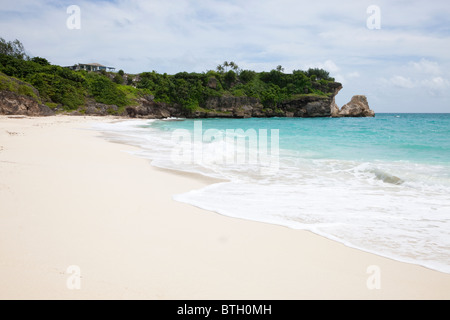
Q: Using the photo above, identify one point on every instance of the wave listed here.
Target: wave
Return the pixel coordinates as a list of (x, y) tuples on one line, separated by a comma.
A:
[(397, 209)]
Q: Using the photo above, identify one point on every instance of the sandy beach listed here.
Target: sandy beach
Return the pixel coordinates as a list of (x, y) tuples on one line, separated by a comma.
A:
[(69, 198)]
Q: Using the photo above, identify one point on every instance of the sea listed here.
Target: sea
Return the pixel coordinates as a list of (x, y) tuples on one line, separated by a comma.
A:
[(378, 184)]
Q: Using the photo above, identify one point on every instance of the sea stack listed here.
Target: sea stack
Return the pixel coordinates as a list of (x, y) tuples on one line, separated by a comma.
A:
[(357, 107)]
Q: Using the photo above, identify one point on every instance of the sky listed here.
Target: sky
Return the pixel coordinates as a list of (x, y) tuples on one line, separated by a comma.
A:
[(397, 53)]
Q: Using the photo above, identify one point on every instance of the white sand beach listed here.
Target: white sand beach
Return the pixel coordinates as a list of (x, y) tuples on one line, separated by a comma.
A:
[(69, 198)]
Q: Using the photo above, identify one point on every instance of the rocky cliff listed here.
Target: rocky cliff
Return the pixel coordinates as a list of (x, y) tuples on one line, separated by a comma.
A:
[(304, 106), (12, 103)]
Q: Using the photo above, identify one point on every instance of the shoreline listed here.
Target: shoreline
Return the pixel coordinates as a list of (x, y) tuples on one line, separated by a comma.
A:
[(88, 203)]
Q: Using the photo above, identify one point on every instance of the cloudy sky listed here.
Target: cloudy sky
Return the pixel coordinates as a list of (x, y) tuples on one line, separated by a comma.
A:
[(401, 61)]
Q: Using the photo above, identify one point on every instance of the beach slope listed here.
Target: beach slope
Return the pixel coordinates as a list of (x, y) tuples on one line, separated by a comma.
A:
[(80, 218)]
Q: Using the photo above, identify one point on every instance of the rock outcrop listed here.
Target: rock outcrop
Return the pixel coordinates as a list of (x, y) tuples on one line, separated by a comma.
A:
[(357, 107), (12, 103), (303, 106)]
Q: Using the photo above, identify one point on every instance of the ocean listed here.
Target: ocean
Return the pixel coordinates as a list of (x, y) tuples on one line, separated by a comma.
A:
[(379, 184)]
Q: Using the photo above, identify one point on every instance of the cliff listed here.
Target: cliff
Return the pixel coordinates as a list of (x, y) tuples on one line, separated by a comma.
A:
[(302, 106), (20, 98)]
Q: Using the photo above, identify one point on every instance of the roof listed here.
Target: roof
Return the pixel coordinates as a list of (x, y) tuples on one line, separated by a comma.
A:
[(92, 64)]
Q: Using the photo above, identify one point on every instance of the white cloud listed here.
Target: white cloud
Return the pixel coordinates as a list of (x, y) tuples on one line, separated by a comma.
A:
[(426, 66), (410, 50), (401, 82)]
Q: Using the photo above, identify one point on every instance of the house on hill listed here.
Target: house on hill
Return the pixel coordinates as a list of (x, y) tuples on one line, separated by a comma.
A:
[(91, 67)]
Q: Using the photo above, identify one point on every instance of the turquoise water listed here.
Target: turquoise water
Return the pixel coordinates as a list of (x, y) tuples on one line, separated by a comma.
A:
[(378, 184)]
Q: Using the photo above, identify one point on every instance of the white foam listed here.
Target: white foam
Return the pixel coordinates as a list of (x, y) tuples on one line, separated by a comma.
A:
[(353, 202)]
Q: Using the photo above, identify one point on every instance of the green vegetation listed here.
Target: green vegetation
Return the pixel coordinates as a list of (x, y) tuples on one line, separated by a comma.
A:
[(70, 89), (17, 86)]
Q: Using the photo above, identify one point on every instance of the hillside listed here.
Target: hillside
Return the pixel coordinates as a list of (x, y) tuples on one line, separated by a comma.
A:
[(227, 91)]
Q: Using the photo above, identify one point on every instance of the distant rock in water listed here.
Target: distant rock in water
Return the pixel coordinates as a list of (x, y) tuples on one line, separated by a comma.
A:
[(357, 107)]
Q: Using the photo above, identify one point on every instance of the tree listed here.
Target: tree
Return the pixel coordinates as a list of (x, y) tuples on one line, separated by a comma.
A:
[(118, 79), (280, 68), (13, 48), (41, 61), (319, 73), (220, 68)]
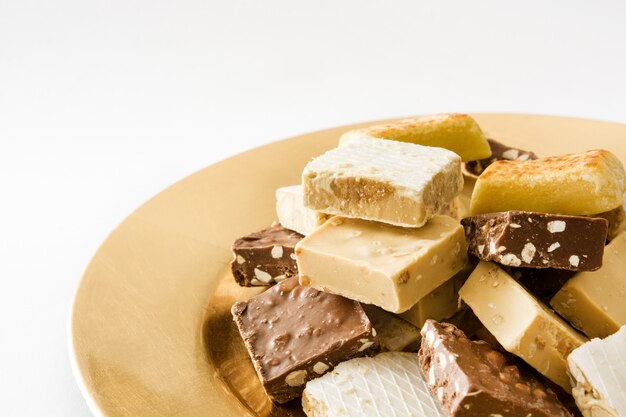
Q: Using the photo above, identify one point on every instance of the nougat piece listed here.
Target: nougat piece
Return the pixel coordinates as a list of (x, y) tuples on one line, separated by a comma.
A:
[(265, 257), (442, 302), (294, 334), (457, 132), (537, 240), (578, 184), (389, 384), (598, 372), (472, 379), (375, 263), (499, 152), (519, 321), (394, 334), (292, 213), (595, 302), (387, 181)]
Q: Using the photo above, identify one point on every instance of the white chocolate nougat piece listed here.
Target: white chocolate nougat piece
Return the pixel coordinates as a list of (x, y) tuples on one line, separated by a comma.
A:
[(598, 373), (387, 181), (292, 213), (522, 325), (375, 263), (578, 184), (389, 384), (457, 132), (595, 302)]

________________________________________

Copy out the rows above word for word, beginning with the line that contains "foam listed here." and continuing through the line that contains "[(227, 91)]". Include both of those lines.

Q: Using the photo above, identify one point on every instance of the white foam listed here.
Target: white foam
Return the pixel coordinates as a list of (x, y) tuples on one line, separated by a comma.
A:
[(353, 202)]
Q: Using the photo above, identify one point on every instance of the green vegetation listed here.
Target: green vegetation
Return the pixel coordinates as a list of (x, y) tuples on one line, separated by a comma.
A:
[(70, 89), (17, 86)]
Q: Using the photo above, identify one point on every instance of the hillside listed here.
Target: hillside
Return the pixel coordinates as a list of (x, y) tuples on one line, separated by a comma.
A:
[(227, 91)]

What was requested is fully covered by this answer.